◆ **Gestellte Aufgabe**:
Wiederhole die folgenden Zeilen unverändert. Beginne mit der ersten Zeile unten und höre nach der Zeile auf, die "point(451, 460)" enthält.

◆ **Zu verarbeitende Daten**:
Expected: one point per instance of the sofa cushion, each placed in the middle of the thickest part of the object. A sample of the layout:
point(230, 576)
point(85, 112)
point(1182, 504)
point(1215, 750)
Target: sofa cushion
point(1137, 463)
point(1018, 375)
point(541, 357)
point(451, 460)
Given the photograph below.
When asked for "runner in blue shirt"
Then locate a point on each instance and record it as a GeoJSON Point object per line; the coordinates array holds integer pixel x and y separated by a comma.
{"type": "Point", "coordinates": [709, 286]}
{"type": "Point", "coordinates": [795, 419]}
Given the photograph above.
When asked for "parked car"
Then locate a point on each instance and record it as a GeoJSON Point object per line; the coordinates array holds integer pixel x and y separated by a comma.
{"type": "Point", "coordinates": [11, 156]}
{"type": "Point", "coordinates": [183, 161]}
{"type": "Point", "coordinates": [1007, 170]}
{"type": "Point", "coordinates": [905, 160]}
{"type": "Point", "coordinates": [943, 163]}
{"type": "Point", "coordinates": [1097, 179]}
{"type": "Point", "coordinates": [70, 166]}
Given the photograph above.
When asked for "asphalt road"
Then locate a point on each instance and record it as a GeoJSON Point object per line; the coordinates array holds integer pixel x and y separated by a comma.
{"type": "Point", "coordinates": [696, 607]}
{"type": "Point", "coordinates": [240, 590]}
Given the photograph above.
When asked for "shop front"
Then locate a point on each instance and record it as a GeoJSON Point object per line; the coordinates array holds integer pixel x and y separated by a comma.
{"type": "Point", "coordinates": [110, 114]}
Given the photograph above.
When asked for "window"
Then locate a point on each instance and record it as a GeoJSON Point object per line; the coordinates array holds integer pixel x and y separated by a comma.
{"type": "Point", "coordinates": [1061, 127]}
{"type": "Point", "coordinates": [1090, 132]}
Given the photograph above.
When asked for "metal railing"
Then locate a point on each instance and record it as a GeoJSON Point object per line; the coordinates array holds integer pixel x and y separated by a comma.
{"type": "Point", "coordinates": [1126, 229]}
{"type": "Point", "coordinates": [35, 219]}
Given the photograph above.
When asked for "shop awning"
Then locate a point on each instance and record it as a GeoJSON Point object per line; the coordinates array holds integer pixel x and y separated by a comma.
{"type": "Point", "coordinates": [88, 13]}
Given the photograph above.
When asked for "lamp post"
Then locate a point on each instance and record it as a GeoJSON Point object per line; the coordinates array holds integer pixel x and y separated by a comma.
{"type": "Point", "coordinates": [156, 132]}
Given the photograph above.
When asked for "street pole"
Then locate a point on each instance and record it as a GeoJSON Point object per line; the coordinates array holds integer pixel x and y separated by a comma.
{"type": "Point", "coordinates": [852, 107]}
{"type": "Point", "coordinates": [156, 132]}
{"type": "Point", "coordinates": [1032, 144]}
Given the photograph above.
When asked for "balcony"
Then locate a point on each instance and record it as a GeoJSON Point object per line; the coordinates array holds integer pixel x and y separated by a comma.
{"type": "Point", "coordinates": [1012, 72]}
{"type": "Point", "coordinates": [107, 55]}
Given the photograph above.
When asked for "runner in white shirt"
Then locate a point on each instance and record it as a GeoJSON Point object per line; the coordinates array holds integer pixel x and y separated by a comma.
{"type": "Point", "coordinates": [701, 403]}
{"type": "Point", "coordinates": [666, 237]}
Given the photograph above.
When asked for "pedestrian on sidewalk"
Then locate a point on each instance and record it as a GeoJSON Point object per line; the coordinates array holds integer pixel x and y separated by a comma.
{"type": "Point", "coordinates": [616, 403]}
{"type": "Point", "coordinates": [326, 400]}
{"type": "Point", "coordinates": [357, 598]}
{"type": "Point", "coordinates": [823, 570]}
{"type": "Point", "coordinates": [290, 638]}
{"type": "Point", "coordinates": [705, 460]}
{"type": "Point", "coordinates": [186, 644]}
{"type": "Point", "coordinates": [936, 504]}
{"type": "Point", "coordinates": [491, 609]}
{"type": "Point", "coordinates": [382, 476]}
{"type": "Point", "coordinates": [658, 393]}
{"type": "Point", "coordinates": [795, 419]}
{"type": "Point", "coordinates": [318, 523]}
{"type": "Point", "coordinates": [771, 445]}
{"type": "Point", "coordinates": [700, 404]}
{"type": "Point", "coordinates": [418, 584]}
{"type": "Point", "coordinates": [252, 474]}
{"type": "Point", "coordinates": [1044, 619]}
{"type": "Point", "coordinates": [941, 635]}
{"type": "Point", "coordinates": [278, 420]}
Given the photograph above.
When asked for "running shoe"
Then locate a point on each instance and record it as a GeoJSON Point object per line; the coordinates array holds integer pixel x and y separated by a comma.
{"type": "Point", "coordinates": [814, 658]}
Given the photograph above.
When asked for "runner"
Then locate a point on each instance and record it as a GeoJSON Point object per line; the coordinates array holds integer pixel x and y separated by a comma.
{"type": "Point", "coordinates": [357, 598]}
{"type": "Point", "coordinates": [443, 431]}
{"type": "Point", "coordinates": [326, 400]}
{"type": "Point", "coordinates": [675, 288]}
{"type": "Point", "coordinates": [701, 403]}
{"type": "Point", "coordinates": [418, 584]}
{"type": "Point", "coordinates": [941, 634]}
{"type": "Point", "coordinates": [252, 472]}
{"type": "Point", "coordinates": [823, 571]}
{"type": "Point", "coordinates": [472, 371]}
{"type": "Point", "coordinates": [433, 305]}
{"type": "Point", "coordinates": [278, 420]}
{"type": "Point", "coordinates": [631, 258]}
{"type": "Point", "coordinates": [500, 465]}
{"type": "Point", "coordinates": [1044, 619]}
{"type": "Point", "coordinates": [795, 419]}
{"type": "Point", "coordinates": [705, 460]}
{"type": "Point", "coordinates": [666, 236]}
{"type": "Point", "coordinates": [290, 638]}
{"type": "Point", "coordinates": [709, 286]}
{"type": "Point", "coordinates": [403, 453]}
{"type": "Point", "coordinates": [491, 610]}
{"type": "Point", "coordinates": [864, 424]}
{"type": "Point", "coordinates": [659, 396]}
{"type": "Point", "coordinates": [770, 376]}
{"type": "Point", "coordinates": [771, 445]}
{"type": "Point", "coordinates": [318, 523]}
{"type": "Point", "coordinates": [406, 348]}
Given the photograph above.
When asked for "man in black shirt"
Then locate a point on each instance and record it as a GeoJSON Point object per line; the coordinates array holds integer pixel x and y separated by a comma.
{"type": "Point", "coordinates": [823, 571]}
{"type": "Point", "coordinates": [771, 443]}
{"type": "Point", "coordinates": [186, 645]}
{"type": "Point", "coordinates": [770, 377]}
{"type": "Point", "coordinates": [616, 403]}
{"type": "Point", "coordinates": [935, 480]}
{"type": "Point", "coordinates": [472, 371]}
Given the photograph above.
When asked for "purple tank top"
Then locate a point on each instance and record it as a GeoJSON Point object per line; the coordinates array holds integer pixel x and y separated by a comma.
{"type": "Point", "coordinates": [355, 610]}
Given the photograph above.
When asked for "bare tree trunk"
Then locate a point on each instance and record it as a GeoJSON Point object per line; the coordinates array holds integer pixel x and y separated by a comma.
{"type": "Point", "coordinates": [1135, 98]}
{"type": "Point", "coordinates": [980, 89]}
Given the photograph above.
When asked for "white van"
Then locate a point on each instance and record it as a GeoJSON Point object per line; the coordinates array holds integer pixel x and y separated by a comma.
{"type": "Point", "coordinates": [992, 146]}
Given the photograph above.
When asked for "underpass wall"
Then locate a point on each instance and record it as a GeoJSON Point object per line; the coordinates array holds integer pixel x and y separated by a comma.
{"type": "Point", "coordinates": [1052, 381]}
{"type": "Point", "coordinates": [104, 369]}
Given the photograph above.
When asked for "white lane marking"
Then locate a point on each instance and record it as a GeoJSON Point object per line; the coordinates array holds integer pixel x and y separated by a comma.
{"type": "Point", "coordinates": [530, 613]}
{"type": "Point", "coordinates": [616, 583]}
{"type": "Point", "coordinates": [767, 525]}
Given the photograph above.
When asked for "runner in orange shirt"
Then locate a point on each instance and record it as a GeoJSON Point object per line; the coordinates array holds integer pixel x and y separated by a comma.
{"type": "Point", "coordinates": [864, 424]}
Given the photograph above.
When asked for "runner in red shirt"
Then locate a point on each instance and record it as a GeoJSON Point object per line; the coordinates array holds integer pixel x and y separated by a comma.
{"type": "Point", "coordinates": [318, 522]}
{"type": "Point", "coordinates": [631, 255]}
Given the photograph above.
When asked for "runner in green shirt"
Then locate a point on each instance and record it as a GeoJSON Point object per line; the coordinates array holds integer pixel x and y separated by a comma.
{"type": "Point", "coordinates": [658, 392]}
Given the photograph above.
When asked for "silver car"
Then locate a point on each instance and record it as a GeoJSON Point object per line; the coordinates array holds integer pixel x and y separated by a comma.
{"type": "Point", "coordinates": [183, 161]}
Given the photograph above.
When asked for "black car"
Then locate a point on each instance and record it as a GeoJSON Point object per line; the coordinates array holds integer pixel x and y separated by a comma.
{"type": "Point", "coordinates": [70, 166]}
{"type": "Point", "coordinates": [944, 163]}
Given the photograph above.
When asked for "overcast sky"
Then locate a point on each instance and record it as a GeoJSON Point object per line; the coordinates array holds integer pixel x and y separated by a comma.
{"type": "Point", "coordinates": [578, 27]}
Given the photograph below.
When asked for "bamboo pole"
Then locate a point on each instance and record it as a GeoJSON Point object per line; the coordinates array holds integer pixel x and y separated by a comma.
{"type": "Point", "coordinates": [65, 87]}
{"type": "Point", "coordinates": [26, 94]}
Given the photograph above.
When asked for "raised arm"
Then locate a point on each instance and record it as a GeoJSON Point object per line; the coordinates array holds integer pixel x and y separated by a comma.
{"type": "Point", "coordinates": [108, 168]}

◆ **Ergebnis der Aufgabe**:
Expected: one point per instance of the sofa cushion, each placed in the middle of the thickest part of the object. A sample of the layout:
point(230, 576)
point(85, 112)
point(1182, 504)
point(1215, 750)
Target: sofa cushion
point(1137, 463)
point(1018, 375)
point(541, 357)
point(451, 460)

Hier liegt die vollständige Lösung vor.